- _Input data_:
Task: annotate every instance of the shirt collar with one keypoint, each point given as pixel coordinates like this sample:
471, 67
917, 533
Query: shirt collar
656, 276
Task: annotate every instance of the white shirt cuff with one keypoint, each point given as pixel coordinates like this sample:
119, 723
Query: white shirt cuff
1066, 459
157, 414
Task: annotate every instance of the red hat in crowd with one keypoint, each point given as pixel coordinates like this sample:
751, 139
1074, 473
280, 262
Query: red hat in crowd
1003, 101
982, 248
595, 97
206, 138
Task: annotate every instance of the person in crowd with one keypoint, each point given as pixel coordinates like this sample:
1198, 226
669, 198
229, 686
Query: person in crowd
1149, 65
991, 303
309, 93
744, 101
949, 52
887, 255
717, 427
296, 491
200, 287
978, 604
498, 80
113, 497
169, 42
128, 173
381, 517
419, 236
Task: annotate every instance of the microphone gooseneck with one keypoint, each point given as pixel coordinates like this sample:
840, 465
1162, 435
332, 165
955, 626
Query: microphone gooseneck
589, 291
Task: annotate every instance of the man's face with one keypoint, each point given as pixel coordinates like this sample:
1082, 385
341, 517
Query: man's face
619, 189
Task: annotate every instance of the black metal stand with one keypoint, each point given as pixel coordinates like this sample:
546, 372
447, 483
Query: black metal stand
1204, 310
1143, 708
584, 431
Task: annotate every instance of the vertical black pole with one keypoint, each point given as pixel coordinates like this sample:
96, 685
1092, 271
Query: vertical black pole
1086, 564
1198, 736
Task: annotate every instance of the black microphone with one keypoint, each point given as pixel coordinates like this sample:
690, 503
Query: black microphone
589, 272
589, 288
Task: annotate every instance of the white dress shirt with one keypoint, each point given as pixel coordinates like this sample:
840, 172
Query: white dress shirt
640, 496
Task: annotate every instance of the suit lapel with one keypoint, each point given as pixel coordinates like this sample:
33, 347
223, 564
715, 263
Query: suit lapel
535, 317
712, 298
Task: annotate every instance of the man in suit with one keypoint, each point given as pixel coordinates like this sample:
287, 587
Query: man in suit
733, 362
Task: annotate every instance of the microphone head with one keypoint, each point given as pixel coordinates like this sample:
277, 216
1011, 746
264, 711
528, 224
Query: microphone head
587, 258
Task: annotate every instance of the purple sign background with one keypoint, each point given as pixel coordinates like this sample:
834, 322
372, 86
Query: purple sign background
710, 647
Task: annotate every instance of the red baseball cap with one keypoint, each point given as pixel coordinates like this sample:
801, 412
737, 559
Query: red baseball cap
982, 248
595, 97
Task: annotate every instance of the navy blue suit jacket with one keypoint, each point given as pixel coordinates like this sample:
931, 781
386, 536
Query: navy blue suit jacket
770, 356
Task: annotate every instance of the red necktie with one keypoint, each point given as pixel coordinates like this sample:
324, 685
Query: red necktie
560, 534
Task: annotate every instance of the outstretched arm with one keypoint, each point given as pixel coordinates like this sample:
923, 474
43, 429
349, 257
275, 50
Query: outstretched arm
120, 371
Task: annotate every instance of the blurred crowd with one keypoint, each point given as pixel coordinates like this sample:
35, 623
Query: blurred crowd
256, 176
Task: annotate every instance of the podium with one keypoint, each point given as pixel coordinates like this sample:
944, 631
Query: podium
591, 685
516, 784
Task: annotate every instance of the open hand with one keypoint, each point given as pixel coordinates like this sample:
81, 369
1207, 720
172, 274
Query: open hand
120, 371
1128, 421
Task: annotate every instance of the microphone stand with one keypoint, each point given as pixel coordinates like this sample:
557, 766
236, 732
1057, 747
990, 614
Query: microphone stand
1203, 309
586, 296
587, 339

- _Written instruction_:
Copy every one of the records above line for line, without changing anything.

- _The response_:
Task: annotate every instance of the shirt collar with one keypoint, each point given as pixel coordinates like this sample:
471, 67
917, 533
Query: shirt collar
656, 276
Task: annotate every instance of the white shirt cuff with one keypoint, each point given as pixel coordinates like this sample:
119, 723
Query: white shirt cuff
1066, 459
157, 414
Task: annotate every instance of the red hat in crowd with one keypoint, each point given as pixel coordinates like this sample:
751, 139
1074, 473
280, 262
Query: red hat in crowd
1003, 101
982, 248
595, 97
206, 138
Task: annotate every instance of the person in crowd with one keypoint, each point given as pixel coordinates like this sample:
1198, 226
669, 198
229, 686
Query: person in crowd
1149, 65
991, 303
309, 93
744, 101
949, 52
887, 255
717, 427
296, 491
200, 287
978, 604
498, 80
113, 497
169, 42
128, 173
381, 517
419, 236
Task: annotate every instance of the microphone gooseneck with one keypoint, each point given as pixel coordinates like this sample:
840, 465
1162, 435
332, 165
955, 626
Query: microphone gooseneck
589, 291
Task: annotate every instance of the man's face with one keypoint, each point given as pixel coordinates like this sample:
1082, 385
341, 517
Query: man's face
619, 189
Task: annotate every instance of the black metal stand with one keypoint, each point given as pixel coordinates like this sample:
546, 372
447, 483
Query: black metal stand
1204, 310
1143, 708
584, 431
Task: annotate every instance of the vertical black pole with one keypoint, each point given as pixel coordinates like this sample:
96, 685
1092, 271
Query: vertical black pole
1086, 564
1198, 736
Task: annotate every instance of the black microphone with one keypoint, each point given as pixel coordinates like this sample:
690, 503
Query: black microphone
589, 272
589, 288
Task: annotate every instance of the white dress shirt with one keypoint, each point given as pixel coordinates like this sample:
840, 172
Query: white dress shirt
640, 496
Task: annotate every instance of the suit lapel with one keypoint, each point given as pixel coordinates like this sample:
33, 347
223, 564
715, 263
Query: suit lapel
535, 317
712, 298
Task: annotate every instance of the man in suit with one keypoint, each point given as pixel coordinates like this sample:
287, 587
Query: man in suit
733, 362
Task: annotate every instance of the microphone head with one keypoint, each point given as pixel coordinates like this sample:
277, 216
1011, 746
264, 711
528, 224
Query: microphone head
587, 258
Task: annotate every instance of the purple sign background with one keypoint, each point given as pixel coordinates like this sample:
834, 322
372, 86
Query: purple sign background
710, 647
Task: annotate every instance of the red baseball cap with one keypoint, each point given as pixel coordinates like this sample:
801, 412
737, 559
Query: red baseball cap
982, 248
595, 97
Task: annotate every instance of the navy blue suit jacket with one keypoint, each point given as pixel coordinates like this sample:
931, 781
386, 536
Query: navy blue suit jacket
770, 356
Task: annotate every instance of the red necktie with one keypoint, each point given as pixel coordinates like this sample:
324, 685
Query: red necktie
560, 534
Task: annotate every instance of the outstretched arm with one keypoint, each point given as pixel coordinates like this sample:
923, 474
43, 429
349, 257
275, 50
Query: outstretched arm
120, 371
Task: annotate every instance of the blurred crowd with one keypoint, each point given as pixel coordinates like this sample:
35, 623
Query: blurred crowd
256, 176
Task: annotate every instance of the podium with one keypoint, each point given as pixel coordinates like this sample:
944, 631
Query: podium
591, 685
516, 784
Task: annotate every instance of the open hand with one keypoint, each point given as pixel coordinates like this sample:
81, 369
1207, 720
172, 274
Query: open hand
120, 371
1128, 421
Task: annotate every instance of the microphone stand with one keypoint, each point given as pixel coordinates like this sample:
557, 766
236, 732
1057, 747
990, 614
Query: microphone stand
1203, 309
586, 296
587, 339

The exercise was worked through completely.